Among the entries below, find each line with "purple" and show it.

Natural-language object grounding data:
══════

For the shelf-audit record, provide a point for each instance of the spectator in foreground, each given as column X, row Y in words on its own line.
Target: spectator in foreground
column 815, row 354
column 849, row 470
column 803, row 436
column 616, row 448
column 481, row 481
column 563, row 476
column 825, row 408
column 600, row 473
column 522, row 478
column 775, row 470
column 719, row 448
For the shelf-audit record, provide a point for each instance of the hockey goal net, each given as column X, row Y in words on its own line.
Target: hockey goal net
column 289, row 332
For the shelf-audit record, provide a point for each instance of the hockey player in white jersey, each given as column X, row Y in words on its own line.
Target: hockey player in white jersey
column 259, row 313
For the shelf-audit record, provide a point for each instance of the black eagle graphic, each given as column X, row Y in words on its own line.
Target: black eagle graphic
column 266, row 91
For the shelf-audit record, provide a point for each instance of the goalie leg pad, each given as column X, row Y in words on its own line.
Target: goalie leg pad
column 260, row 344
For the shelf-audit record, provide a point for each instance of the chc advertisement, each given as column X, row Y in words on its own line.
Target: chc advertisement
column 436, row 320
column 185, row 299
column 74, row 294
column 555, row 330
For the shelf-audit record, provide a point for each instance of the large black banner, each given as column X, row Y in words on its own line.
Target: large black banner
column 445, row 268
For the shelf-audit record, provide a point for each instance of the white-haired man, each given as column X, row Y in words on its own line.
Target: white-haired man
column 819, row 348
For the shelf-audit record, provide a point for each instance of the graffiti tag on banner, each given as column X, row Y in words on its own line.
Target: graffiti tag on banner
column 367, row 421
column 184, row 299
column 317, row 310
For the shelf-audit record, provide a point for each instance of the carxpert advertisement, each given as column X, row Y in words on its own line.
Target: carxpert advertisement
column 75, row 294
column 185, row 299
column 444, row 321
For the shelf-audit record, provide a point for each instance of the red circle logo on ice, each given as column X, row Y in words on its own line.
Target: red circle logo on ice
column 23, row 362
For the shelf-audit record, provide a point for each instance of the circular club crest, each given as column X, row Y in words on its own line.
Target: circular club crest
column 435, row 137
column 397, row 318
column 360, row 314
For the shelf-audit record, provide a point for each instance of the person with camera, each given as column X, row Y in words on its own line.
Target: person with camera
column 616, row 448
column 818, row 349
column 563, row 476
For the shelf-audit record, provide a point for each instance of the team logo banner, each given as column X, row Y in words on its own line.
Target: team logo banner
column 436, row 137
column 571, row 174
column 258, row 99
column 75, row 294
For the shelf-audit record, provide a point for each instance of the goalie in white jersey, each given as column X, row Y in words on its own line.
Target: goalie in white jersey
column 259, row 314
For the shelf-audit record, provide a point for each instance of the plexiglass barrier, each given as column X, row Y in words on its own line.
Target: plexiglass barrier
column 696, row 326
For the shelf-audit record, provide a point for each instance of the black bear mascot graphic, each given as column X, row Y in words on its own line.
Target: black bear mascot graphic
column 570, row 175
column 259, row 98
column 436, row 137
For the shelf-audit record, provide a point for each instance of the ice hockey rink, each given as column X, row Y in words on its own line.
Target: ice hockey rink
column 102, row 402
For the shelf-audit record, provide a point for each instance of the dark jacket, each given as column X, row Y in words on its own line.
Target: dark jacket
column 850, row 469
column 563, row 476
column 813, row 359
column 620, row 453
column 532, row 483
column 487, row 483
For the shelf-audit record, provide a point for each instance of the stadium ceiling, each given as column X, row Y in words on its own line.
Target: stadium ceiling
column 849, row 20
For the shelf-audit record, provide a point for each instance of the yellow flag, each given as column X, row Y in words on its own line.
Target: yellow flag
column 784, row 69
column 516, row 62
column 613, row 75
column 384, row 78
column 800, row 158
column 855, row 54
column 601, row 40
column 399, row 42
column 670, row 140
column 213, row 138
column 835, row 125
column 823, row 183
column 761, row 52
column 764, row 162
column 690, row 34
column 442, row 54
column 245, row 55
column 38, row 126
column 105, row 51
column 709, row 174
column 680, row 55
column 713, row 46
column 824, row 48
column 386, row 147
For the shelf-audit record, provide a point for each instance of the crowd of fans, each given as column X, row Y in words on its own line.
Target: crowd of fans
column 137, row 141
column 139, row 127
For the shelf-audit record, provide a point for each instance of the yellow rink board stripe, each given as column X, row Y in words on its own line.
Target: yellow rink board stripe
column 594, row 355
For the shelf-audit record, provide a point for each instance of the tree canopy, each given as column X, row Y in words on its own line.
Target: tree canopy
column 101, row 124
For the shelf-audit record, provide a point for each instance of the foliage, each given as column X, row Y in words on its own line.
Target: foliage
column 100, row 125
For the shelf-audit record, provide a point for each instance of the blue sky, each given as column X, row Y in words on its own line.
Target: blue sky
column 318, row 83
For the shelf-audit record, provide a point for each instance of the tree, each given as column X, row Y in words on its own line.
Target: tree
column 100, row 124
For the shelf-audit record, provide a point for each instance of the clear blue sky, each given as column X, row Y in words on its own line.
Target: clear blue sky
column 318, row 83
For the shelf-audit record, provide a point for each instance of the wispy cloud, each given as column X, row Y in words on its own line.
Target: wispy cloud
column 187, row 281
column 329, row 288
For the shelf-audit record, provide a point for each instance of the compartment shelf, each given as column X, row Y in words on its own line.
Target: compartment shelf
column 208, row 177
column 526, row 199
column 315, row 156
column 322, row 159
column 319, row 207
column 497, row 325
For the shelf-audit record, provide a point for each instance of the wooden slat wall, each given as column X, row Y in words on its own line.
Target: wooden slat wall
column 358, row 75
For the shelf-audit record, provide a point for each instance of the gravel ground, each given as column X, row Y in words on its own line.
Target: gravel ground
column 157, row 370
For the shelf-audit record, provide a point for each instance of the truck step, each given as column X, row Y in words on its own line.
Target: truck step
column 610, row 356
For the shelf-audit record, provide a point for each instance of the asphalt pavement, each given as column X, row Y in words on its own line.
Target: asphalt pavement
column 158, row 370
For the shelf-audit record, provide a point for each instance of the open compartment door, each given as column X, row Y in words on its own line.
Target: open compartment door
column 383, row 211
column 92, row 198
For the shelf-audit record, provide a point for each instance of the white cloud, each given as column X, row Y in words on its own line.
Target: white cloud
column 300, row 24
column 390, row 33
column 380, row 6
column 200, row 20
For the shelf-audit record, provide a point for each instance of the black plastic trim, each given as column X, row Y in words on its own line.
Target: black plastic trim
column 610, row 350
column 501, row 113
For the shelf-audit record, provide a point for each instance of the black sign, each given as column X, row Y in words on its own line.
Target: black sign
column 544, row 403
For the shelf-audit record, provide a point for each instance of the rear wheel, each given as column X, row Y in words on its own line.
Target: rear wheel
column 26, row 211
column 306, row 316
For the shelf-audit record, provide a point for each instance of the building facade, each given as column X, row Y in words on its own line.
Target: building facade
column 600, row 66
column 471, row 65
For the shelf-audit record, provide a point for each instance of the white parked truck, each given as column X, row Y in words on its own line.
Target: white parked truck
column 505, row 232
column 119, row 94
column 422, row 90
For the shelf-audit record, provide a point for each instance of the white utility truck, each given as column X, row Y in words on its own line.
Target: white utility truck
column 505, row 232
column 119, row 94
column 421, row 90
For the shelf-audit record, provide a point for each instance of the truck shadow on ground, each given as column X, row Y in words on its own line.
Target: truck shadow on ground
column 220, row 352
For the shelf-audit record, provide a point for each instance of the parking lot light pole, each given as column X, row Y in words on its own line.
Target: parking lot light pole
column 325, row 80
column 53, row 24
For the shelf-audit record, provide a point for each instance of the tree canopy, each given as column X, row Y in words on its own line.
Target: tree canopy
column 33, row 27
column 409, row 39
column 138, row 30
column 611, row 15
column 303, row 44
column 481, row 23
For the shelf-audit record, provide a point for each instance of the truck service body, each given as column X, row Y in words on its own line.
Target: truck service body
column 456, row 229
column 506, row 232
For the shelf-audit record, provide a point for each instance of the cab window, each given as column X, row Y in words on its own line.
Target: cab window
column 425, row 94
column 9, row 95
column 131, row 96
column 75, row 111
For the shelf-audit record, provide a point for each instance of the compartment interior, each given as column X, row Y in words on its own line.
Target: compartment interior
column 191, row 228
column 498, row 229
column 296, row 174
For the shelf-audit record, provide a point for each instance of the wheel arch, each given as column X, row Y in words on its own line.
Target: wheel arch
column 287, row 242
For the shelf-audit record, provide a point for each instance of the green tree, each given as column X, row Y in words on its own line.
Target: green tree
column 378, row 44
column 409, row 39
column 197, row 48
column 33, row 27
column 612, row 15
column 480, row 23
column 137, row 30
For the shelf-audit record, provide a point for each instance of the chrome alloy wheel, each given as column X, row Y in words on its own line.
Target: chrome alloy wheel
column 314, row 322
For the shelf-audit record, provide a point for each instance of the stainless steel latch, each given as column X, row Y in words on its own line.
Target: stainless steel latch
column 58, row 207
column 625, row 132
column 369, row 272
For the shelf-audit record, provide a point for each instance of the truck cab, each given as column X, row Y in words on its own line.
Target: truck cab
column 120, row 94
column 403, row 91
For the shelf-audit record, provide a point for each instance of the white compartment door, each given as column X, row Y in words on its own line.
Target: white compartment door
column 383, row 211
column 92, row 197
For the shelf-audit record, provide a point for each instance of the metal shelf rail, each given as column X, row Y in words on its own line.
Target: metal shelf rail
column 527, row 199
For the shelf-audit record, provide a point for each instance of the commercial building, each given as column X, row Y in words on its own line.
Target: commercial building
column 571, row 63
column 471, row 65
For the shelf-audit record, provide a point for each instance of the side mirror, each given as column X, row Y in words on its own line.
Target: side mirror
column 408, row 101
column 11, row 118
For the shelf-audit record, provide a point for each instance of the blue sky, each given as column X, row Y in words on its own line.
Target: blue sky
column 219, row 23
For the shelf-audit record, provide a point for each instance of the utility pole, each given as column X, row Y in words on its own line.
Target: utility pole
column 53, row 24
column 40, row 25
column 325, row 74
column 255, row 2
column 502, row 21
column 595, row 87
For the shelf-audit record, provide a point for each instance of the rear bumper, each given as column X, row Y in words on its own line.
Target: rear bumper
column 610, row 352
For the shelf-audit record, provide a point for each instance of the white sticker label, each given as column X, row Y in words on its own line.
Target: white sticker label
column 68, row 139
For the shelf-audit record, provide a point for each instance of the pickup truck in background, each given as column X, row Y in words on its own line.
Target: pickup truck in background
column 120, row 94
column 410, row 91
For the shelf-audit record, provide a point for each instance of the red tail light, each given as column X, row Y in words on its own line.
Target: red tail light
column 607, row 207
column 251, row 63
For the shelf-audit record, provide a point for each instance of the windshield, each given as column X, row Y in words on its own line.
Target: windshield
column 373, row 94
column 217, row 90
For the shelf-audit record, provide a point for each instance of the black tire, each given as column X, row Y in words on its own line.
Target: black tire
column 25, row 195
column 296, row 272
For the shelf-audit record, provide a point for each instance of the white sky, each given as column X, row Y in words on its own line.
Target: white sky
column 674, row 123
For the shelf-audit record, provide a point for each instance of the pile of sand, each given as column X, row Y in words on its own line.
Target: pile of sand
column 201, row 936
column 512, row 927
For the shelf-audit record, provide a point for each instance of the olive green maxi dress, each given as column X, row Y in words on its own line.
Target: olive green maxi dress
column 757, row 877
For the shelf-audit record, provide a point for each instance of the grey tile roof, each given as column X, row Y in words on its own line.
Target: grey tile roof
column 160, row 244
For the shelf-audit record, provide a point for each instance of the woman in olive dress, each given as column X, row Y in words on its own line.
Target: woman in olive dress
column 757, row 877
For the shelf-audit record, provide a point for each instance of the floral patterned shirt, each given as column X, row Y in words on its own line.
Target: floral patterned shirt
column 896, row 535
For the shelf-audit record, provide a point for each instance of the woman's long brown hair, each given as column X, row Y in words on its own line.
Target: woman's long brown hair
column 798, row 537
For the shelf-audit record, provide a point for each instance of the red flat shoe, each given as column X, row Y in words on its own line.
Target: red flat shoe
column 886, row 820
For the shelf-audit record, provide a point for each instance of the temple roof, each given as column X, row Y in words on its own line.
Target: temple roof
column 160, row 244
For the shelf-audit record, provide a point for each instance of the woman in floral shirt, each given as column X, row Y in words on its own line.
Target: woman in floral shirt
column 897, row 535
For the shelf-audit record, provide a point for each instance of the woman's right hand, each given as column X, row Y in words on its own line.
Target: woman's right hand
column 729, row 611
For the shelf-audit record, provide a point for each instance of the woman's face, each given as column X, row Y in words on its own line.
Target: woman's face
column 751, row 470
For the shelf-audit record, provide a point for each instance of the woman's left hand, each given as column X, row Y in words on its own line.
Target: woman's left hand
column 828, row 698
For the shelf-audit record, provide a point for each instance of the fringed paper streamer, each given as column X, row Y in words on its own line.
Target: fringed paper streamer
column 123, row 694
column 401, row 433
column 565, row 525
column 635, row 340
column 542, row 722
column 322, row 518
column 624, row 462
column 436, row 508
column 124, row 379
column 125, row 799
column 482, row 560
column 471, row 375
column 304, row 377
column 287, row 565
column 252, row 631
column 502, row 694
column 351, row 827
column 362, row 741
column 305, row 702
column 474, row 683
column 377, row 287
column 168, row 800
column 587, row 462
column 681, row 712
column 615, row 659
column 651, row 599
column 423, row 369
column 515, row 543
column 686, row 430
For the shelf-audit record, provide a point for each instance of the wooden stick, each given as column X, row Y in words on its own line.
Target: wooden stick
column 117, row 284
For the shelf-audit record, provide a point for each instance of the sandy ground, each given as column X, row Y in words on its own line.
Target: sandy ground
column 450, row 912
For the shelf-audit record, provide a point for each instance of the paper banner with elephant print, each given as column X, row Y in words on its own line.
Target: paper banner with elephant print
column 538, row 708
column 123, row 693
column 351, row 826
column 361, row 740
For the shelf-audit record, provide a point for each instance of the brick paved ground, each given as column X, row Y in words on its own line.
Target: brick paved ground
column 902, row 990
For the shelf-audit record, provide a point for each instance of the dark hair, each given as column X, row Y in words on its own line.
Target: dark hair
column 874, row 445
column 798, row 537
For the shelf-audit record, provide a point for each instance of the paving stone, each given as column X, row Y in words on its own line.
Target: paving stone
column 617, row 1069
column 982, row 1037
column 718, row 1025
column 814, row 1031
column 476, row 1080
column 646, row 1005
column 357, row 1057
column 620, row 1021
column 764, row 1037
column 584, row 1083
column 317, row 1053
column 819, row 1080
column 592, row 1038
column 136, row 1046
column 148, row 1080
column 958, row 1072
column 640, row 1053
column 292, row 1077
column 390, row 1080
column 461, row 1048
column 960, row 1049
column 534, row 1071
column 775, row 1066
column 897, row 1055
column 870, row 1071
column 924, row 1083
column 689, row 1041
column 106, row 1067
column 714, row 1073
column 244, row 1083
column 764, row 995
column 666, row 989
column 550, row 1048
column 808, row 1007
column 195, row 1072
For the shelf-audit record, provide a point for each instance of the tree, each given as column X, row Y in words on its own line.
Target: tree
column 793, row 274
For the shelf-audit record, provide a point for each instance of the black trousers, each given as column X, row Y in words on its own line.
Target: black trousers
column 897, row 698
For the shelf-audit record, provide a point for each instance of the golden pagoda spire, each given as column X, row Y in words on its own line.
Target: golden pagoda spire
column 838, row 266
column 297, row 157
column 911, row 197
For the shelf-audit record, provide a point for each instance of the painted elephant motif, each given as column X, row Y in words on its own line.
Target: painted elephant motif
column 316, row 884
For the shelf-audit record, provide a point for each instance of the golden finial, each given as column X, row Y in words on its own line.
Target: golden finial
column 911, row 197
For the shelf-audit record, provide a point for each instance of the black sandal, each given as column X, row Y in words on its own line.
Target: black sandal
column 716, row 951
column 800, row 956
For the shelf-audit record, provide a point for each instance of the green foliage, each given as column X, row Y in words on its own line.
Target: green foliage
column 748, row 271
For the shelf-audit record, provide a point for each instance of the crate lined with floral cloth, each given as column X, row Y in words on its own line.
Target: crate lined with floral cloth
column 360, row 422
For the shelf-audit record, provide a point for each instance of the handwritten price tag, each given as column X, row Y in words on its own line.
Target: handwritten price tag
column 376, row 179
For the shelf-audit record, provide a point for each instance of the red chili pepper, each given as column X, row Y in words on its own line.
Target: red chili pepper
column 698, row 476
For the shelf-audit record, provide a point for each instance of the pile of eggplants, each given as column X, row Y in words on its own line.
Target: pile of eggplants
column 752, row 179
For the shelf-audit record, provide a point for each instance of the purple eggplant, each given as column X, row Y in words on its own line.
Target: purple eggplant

══════

▶ [Answer space]
For the shelf-audit record, provide a point for each instance of the purple eggplant, each given as column X, row Y in words on its own line.
Target: purple eggplant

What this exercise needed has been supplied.